- What the task requires:
Locate each line of the records below that contains the string "window", matching case exactly, and copy those lines out in full.

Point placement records
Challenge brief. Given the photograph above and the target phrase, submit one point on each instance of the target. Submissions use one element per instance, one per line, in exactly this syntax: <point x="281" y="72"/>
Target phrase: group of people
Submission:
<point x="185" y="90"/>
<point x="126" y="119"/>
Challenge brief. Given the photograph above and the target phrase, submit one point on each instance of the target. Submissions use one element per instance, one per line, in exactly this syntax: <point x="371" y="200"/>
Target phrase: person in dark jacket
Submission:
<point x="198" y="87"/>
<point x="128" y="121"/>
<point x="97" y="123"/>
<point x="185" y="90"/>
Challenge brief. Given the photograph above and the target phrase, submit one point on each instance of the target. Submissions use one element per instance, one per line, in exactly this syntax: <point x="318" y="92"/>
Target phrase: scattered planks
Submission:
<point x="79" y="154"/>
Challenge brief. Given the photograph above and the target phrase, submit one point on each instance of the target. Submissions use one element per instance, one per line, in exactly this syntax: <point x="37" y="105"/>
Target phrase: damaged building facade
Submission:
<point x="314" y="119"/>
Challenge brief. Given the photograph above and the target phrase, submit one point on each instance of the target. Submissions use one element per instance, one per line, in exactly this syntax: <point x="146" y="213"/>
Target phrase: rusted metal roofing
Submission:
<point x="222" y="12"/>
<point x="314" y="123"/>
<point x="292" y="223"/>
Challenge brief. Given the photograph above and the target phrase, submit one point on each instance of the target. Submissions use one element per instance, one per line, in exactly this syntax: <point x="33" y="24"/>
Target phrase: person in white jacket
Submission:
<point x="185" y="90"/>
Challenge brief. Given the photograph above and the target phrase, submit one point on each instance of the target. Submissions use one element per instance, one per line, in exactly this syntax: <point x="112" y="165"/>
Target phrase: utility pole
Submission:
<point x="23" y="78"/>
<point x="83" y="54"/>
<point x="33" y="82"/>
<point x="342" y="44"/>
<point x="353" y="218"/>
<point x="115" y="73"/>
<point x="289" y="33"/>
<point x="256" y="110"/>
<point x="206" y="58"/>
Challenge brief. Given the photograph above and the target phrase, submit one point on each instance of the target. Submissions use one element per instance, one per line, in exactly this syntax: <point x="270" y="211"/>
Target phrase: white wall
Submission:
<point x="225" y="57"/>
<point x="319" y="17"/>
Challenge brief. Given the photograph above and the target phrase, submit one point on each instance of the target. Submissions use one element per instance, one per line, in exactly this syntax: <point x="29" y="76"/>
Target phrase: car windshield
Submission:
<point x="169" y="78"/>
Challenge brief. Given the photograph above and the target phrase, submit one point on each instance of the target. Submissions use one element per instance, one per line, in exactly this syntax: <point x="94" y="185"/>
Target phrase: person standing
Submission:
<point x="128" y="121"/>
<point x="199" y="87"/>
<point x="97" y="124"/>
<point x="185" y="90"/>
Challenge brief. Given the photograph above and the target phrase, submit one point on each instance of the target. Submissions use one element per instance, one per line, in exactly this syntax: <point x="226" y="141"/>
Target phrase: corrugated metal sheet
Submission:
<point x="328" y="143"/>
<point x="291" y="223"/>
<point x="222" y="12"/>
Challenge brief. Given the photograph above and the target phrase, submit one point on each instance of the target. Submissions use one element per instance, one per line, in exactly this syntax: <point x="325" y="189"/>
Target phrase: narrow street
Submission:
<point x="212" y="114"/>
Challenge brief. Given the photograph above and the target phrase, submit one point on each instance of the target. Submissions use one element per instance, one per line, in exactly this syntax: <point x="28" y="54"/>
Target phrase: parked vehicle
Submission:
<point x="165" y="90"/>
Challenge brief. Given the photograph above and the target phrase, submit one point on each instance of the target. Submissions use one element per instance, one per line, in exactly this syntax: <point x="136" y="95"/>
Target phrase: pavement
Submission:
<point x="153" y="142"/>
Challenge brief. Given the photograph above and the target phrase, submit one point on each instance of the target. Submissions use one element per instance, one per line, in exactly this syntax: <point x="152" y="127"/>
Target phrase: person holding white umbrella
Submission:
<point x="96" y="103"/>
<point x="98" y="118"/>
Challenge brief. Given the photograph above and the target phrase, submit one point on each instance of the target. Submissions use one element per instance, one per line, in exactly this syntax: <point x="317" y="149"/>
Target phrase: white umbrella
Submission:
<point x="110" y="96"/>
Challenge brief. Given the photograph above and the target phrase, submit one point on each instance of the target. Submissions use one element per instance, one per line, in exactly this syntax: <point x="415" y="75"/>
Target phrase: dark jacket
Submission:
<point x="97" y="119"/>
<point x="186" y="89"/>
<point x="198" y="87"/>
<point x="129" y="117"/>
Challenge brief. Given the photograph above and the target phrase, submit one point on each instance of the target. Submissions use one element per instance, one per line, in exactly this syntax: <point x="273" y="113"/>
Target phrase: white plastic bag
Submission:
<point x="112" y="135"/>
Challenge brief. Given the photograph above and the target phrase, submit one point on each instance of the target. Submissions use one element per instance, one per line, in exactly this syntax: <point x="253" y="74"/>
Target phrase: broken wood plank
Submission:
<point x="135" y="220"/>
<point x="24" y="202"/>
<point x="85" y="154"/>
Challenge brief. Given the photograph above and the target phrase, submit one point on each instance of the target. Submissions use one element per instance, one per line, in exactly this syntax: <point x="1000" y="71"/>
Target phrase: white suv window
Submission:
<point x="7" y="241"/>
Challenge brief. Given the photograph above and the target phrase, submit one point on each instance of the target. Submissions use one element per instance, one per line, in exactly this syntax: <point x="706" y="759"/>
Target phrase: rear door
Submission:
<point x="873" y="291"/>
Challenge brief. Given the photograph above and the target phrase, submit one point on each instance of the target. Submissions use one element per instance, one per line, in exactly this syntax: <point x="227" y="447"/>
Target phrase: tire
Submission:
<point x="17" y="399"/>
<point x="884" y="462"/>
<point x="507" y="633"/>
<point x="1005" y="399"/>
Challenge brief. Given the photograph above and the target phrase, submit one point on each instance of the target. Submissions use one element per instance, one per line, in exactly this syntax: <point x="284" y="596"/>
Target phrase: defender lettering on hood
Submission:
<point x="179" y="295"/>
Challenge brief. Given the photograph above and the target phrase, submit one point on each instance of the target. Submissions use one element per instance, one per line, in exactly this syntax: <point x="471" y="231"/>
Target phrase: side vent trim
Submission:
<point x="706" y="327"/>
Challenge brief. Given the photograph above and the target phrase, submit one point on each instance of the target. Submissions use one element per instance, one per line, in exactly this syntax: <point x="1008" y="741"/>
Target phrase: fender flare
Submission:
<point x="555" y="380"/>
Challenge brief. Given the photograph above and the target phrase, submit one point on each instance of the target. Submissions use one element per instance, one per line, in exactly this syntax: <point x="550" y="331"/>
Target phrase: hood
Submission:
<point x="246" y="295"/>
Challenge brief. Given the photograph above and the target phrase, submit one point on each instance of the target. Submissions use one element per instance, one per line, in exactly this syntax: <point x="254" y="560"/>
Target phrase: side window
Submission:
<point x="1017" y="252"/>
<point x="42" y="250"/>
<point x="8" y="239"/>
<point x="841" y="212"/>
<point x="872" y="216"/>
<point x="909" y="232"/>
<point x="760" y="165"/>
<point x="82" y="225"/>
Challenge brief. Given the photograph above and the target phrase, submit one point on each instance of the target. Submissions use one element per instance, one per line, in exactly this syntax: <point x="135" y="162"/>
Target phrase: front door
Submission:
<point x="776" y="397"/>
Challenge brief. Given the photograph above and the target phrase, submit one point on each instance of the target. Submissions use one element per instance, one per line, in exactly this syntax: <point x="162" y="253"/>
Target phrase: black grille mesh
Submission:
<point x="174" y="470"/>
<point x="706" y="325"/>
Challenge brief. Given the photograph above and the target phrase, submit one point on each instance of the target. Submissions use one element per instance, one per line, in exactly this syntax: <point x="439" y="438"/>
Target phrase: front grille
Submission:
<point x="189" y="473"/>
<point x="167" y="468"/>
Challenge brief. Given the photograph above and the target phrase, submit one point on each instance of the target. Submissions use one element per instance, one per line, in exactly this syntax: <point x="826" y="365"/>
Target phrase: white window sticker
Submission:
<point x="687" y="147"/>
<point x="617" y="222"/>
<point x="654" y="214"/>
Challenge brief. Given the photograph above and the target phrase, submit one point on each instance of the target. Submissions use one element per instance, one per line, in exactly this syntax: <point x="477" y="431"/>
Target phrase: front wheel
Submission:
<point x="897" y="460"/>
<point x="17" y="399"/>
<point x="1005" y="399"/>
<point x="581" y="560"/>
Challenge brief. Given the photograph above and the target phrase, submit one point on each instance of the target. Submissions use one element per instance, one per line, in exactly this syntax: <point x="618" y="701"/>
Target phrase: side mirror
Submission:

- Finished answer:
Target phrase: white suv window
Target phrase: side window
Target phrase: white window sticker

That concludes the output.